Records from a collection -

____

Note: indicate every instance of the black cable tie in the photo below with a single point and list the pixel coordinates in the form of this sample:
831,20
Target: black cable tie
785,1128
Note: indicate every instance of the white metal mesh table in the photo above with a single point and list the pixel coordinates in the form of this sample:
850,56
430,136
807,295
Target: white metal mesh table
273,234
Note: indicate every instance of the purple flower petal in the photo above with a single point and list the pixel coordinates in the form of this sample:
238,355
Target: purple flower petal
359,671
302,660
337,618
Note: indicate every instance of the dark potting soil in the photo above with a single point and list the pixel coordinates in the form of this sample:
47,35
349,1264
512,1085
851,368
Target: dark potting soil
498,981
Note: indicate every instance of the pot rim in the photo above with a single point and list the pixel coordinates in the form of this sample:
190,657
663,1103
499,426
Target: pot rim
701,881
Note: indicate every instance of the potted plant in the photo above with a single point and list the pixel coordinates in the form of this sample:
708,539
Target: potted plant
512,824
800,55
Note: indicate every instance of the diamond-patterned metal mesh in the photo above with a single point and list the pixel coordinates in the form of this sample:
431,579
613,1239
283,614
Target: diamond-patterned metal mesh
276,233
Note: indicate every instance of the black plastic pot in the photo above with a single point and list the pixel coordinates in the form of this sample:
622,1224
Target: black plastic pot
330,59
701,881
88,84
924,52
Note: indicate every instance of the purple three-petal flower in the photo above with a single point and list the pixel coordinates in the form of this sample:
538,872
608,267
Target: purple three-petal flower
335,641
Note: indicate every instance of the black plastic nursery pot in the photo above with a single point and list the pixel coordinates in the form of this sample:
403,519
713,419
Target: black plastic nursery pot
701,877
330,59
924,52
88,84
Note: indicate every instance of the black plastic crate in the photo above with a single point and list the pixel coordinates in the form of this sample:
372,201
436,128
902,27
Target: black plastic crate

____

Format the records above as a Markdown table with the columns "Row" and "Line", starting at the line containing "Note: indicate every instance of the white" and continuing through the end of the records. Include both the first and last lines, and omit any blank lines.

| Row | Line |
|---|---|
| 1 | Note: indicate every instance of the white metal mesh table in the photo above with a single point and list the pixel coordinates in the form of this sample: |
| 2 | 850,56 |
| 3 | 430,136 |
| 4 | 807,295 |
| 5 | Target: white metal mesh table |
| 6 | 273,234 |
| 7 | Note: indicate every instance of the purple flower petal in the photo above with a single point and list the pixel coordinates in the form of this sample: |
| 8 | 238,355 |
| 9 | Target: purple flower petal |
| 10 | 359,671 |
| 11 | 302,660 |
| 12 | 337,618 |
| 13 | Note: indicate every instance of the dark potting soil in the photo above with a single point and list the pixel coordinates in the form of this sample: |
| 14 | 47,35 |
| 15 | 349,1264 |
| 16 | 512,1085 |
| 17 | 851,368 |
| 18 | Target: dark potting soil |
| 19 | 498,981 |
| 20 | Note: indicate every instance of the pot rim in the photo above with a single point and list the pixel coordinates in the form of this sample: |
| 21 | 190,657 |
| 22 | 663,1103 |
| 23 | 499,426 |
| 24 | Target: pot rim |
| 25 | 701,881 |
| 26 | Note: indicate every instance of the potted plant in the photo above with a single point and list the pixel coordinates in the form of this sample: |
| 27 | 708,539 |
| 28 | Target: potted plant |
| 29 | 512,824 |
| 30 | 800,55 |
| 31 | Note: indicate every instance of the diamond-patterned metal mesh in the photo above with a single point and list the pixel coordinates in the form of this sample: |
| 32 | 431,579 |
| 33 | 613,1239 |
| 34 | 283,614 |
| 35 | Target: diamond-patterned metal mesh |
| 36 | 276,233 |
| 37 | Note: indicate every instance of the black plastic pot in the photo above with a single point and list the pixel coordinates in the form of this sample: |
| 38 | 622,1224 |
| 39 | Target: black plastic pot |
| 40 | 330,59 |
| 41 | 701,881 |
| 42 | 88,84 |
| 43 | 924,52 |
| 44 | Note: indicate every instance of the purple three-petal flower in the photo above with a single point and list the pixel coordinates in the form of this sample: |
| 45 | 538,872 |
| 46 | 608,267 |
| 47 | Target: purple three-petal flower |
| 48 | 335,641 |
| 49 | Note: indicate every instance of the black plastic nursery pot in the photo above with a single point and list the pixel coordinates in the form of this sample: |
| 50 | 403,519 |
| 51 | 713,419 |
| 52 | Target: black plastic nursery pot |
| 53 | 701,877 |
| 54 | 330,59 |
| 55 | 924,52 |
| 56 | 88,84 |
| 57 | Note: indicate every instance of the black plastic crate in the photo above with a single point and list the pixel coordinates in the form of this sample: |
| 58 | 372,201 |
| 59 | 436,128 |
| 60 | 902,27 |
| 61 | Target: black plastic crate |